• Selected passage:

# Relationship Example

This Notebook show a simple tool used to check the validity of relationship property

_______

## Relationship property

The `relationship property` is defined between two lists and can take 4 values:
- **derived** : relationship 1 - n between the two lists
- **coupled** : relationship 1 - 1 between the two lists
- **crossed** : relationship n - n between the two lists (when all values of the first list are associated with all values of the second list)
- **linked** : other cases

## Check tool 

Calculation of the property with only standard python functions.

In [1]:
def check_relationship(field1, field2):
    
    dist = len(set(zip(field1, field2)))
    len1 = len(set(field1))
    len2 = len(set(field2))
    
    if dist == len1 and dist > len2:    
        return "field 2 is derived from field 1"
    if dist == len2 and dist > len1:    
        return "field 1 is derived from field 2"    
    if dist == len1 and dist == len2:   
        return "field 2 and field 1 are coupled"
    if dist == len1 * len2:             
        return "field 2 and field 1 are crossed"
    return "field 1 and field 2 are linked"

## Fast check tool

This example uses Numpy functions

In [4]:
import numpy as np
import pandas as pd

def fast_check_relationship(field1, field2):
    
    field1 = field1.astype('category').cat.codes if isinstance(field1, pd.Series) else field1
    field2 = field2.astype('category').cat.codes if isinstance(field2, pd.Series) else field2
        
    f1   = np.array(field1)
    f2   = np.array(field2)
    f1f2 = np.column_stack((f1, f2))
    
    dist = len(np.unique(f1f2, axis=0))
    len1 = len(np.unique(f1))
    len2 = len(np.unique(f2))
    
    if dist == len1 and dist > len2:    
        return "field 2 is derived from field 1"
    if dist == len2 and dist > len1:    
        return "field 1 is derived from field 2"    
    if dist == len1 and dist == len2:   
        return "field 2 and field 1 are coupled"
    if dist == len1 * len2:             
        return "field 2 and field 1 are crossed"
    return "field 1 and field 2 are linked"

## Example


|Quarter___ |Month___|Name___|Nickname|Year___|Semester|
|:---:|:---:|:---:|:---:|:---:|:---:|
|T1 |jan|john|jock |2020|s1|
|T2 |apr|paul|paulo|2020|s2|
|T2 |jun|leah|lili |2021|s1|
|T1 |feb|paul|paulo|2021|s2|
|T2 |may|paul|paulo|2022|s1|
|T1 |jan|john|jock |2022|s2|

    
In this example each list has a specific relationship with another.

• Dataset records:

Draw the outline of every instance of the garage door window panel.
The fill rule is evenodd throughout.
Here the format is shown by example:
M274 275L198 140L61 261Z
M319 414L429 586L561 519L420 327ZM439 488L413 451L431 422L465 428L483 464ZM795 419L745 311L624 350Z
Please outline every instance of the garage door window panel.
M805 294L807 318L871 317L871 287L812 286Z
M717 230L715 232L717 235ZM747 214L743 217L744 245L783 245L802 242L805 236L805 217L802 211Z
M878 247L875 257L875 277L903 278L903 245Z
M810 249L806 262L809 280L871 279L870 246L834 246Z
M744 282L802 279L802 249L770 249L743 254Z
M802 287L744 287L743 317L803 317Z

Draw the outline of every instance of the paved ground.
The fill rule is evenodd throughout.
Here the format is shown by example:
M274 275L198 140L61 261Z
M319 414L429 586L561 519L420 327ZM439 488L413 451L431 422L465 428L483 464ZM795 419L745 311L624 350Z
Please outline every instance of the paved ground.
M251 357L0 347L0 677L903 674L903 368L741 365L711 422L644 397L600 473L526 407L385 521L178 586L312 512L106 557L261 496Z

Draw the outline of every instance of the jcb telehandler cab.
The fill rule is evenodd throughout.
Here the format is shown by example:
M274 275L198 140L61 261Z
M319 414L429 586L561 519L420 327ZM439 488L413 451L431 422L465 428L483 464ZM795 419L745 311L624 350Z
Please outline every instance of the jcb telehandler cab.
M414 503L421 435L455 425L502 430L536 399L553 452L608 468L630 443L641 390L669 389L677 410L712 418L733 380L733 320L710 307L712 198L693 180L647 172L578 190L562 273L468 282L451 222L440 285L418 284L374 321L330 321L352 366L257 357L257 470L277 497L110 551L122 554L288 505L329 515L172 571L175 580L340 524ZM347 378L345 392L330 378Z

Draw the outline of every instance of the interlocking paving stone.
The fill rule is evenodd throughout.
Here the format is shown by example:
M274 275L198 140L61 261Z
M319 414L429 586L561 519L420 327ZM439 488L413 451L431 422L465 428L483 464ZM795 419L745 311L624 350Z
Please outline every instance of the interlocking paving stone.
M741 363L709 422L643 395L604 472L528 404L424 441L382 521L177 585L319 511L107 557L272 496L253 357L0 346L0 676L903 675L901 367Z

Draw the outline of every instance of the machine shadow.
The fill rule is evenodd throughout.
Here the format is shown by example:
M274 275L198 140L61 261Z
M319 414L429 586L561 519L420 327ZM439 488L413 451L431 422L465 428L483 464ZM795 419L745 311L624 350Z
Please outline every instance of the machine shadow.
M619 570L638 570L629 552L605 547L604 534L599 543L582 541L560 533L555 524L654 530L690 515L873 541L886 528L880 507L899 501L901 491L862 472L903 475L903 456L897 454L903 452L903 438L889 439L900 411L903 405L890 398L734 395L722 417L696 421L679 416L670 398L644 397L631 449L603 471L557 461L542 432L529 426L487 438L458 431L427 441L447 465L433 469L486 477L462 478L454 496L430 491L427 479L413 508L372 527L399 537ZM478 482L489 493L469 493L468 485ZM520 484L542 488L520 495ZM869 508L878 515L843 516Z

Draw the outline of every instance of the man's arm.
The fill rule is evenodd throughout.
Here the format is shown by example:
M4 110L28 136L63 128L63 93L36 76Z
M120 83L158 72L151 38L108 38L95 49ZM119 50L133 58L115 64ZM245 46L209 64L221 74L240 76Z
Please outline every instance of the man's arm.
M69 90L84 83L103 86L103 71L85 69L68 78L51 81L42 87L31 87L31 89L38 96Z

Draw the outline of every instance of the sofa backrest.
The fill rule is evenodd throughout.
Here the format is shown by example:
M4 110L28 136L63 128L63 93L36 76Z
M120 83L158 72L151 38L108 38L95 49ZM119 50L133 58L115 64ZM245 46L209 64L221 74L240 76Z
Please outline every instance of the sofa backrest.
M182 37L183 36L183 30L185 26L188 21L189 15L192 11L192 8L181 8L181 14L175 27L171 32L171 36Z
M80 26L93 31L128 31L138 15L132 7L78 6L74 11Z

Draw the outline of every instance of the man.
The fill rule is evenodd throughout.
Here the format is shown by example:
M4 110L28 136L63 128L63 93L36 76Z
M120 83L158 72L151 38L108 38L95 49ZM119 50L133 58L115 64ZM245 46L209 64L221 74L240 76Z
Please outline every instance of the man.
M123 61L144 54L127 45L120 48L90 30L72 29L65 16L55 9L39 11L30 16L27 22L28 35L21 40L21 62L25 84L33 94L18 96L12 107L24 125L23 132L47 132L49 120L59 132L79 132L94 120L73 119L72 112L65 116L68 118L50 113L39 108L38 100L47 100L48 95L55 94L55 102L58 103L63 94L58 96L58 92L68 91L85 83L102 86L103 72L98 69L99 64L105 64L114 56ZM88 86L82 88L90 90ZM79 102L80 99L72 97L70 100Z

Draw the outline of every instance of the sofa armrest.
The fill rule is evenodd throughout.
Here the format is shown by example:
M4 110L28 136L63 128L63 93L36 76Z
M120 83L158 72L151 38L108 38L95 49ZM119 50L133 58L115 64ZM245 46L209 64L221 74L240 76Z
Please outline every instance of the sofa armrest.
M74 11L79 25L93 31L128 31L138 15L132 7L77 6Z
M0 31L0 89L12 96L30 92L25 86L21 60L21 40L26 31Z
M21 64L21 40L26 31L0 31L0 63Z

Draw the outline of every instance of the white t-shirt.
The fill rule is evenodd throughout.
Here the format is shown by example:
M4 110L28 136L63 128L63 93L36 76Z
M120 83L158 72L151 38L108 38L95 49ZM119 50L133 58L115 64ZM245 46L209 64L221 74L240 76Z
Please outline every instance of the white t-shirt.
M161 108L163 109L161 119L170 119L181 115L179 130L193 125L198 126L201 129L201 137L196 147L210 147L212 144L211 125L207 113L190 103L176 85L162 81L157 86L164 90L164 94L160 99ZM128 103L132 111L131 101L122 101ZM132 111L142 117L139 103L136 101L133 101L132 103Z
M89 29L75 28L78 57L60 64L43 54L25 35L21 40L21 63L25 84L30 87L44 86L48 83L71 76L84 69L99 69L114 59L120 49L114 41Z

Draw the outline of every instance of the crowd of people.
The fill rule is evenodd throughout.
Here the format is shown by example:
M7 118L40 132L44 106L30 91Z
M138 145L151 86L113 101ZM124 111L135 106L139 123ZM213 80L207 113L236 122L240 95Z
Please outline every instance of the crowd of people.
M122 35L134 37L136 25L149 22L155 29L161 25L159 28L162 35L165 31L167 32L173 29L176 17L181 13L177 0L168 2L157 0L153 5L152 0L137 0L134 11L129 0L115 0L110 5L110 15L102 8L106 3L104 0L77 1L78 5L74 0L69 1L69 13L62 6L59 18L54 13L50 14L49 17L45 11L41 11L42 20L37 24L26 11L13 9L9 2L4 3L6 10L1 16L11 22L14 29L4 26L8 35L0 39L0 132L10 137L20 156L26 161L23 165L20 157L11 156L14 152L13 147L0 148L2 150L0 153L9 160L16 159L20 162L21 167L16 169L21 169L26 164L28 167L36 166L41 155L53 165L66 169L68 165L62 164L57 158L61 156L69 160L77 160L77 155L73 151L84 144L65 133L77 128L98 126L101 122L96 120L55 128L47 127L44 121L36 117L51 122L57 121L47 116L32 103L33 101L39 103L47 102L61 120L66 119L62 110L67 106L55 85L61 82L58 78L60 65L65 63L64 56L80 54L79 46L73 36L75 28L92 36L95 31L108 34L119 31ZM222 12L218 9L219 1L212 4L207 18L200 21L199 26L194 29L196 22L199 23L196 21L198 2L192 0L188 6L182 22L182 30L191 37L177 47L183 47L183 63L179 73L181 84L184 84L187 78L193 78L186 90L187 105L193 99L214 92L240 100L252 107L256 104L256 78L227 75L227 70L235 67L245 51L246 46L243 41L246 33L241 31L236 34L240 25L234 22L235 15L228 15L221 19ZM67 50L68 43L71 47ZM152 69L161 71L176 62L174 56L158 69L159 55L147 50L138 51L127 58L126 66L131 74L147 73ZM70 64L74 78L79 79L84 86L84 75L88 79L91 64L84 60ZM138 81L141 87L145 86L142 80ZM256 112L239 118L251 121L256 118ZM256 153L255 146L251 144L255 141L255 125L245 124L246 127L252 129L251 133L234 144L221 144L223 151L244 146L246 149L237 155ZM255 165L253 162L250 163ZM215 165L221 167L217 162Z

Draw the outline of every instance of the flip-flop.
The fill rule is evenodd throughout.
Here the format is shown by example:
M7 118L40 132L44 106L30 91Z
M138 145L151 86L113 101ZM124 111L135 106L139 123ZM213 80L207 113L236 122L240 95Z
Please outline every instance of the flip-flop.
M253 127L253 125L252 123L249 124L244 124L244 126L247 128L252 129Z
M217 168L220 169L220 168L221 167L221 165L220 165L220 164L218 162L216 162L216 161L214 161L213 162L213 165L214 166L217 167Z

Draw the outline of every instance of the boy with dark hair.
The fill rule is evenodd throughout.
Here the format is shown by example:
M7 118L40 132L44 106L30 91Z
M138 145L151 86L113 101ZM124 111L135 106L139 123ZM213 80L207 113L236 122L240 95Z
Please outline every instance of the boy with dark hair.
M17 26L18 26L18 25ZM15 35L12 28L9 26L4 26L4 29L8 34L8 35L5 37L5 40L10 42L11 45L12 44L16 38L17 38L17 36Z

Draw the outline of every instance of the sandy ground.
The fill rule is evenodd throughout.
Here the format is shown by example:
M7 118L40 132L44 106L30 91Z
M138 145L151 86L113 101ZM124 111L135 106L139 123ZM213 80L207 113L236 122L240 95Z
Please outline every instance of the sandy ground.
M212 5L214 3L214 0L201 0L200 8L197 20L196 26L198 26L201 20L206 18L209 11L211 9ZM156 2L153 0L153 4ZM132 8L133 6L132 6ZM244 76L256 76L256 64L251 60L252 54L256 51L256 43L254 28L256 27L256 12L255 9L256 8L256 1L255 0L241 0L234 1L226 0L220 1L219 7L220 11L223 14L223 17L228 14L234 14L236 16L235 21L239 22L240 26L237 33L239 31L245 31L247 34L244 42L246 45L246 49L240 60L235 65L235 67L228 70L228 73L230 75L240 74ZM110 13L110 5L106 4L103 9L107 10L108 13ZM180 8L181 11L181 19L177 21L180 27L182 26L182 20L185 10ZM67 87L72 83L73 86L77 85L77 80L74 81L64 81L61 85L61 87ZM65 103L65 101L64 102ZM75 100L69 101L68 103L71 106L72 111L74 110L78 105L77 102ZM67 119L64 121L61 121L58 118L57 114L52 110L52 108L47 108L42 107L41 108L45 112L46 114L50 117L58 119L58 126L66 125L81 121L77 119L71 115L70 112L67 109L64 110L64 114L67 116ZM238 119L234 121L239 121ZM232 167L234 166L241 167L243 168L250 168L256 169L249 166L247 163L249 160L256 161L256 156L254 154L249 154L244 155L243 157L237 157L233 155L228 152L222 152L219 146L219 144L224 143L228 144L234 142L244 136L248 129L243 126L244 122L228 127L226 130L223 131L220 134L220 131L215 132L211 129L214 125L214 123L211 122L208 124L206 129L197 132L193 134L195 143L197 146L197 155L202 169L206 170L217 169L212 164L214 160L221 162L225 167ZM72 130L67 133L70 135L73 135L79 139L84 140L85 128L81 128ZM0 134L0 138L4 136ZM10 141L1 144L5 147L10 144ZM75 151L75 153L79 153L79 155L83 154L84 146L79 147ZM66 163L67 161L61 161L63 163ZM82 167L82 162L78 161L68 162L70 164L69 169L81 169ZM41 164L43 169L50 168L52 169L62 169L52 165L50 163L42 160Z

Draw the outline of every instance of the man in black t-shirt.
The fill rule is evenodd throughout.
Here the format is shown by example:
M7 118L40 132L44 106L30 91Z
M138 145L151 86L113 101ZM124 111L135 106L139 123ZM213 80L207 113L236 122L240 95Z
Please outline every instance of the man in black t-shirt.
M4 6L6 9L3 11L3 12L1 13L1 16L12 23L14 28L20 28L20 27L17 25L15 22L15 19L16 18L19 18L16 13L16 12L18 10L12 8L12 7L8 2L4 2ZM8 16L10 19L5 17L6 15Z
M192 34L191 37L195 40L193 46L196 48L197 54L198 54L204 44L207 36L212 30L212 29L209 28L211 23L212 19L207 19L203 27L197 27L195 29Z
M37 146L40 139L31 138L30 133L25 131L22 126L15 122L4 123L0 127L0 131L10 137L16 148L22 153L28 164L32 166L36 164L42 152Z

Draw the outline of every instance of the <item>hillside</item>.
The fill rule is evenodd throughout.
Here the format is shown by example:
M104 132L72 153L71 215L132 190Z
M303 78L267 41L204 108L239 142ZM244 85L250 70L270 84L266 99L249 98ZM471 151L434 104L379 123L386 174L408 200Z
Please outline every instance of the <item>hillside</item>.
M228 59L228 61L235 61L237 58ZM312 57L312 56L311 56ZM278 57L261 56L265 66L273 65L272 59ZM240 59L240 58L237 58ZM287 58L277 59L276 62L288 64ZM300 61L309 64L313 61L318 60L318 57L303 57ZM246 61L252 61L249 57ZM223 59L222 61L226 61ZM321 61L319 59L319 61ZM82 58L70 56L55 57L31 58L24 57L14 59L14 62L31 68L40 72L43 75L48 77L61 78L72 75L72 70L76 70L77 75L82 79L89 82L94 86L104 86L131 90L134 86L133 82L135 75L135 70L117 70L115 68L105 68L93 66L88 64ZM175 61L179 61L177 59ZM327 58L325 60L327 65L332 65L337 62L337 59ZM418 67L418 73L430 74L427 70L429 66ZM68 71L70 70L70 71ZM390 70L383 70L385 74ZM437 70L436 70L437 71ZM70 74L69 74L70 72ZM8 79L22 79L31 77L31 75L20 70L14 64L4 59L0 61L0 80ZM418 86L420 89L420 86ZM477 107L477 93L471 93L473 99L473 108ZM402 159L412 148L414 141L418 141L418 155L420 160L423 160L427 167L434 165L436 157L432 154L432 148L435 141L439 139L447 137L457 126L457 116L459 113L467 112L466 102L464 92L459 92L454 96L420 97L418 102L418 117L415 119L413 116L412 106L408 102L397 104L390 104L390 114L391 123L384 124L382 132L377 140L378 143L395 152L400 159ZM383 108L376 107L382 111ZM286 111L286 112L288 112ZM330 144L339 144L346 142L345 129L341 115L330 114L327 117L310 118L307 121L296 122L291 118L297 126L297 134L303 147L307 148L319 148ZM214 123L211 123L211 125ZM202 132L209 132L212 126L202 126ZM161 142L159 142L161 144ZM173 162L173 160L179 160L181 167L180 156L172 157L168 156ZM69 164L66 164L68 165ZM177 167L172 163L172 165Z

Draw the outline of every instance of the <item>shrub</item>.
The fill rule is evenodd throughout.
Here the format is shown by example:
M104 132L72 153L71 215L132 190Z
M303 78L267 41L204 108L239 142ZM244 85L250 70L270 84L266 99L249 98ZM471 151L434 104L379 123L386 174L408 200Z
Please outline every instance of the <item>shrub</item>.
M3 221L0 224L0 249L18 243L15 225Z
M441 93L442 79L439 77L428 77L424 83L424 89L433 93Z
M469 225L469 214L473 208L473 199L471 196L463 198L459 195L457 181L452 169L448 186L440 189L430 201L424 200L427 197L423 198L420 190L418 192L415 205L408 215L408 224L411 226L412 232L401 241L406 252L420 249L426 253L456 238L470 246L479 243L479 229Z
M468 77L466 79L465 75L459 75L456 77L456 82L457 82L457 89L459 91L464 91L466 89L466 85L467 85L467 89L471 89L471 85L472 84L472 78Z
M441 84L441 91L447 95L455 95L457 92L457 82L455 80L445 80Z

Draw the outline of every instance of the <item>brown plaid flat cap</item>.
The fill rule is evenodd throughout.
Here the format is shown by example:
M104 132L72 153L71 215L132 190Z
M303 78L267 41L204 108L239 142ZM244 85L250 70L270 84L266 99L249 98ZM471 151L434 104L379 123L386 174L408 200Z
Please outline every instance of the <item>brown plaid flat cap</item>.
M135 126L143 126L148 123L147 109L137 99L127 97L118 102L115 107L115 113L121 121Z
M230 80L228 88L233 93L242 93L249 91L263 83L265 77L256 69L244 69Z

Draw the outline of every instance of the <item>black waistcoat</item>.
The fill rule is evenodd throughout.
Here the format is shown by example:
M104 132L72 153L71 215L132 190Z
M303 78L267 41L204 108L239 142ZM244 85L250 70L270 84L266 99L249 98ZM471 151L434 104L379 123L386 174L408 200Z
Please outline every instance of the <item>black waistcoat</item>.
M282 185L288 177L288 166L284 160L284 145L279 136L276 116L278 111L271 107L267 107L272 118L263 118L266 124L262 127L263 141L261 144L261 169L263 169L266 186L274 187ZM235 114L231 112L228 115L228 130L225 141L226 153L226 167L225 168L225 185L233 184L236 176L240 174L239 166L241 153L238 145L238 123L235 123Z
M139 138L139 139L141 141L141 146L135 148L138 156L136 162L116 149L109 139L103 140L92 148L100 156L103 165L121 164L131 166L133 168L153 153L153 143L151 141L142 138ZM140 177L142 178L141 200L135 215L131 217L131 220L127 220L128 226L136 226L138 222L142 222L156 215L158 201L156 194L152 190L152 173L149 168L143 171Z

• Goals:
**a)** In the relationship-property notebook, which value names a 1 - 1 relationship between two lists?
**b)** Pick up the relationship-property notebook where it stops and keep writing from its last sentence.

• Outputs:
**a)** Coupled.

**b)**
In [2]:
example = [ [  'T1',    'T2',   'T2',    'T1',    'T2',   'T1'],
            [ 'jan',   'apr',  'jun',   'feb',   'may',  'jan'],
            ['john',  'paul', 'leah',  'paul',  'paul', 'john'],
            ['jock', 'paulo', 'lili', 'paulo', 'paulo', 'jock'],
            [  2020,    2020,   2021,    2021,    2022,   2022],
            [  's1',    's2',   's1',    's2',    's1',   's2']]

## Test with simple data

The result of applying the check_relationship function to the example above is as follows:

In [3]:
print(check_relationship(example[0], example[1]))  #field 1 (quarter) is derived from field 2 (month)
print(check_relationship(example[2], example[3]))  #field 2 (nickname) and field 1 (name) are coupled
print(check_relationship(example[4], example[5]))  #field 2 (semester) and field 1 (year) are crossed
print(check_relationship(example[1], example[4]))  #field 1 (month) and field 2 (year) are linked

field 1 is derived from field 2
field 2 and field 1 are coupled
field 2 and field 1 are crossed
field 1 and field 2 are linked


## Test with pandas data

In [15]:
example_dic = {'field' + str(ind) : field for ind, field in enumerate(example) }
example_df = pd.DataFrame(example_dic)
example_df

Unnamed: 0,field0,field1,field2,field3,field4,field5
0,T1,jan,john,jock,2020,s1
1,T2,apr,paul,paulo,2020,s2
2,T2,jun,leah,lili,2021,s1
3,T1,feb,paul,paulo,2021,s2
4,T2,may,paul,paulo,2022,s1
5,T1,jan,john,jock,2022,s2


In [16]:
print(fast_check_relationship(example_df['field0'], example_df['field1']))  #field 1 (quarter) is derived from field 2 (month)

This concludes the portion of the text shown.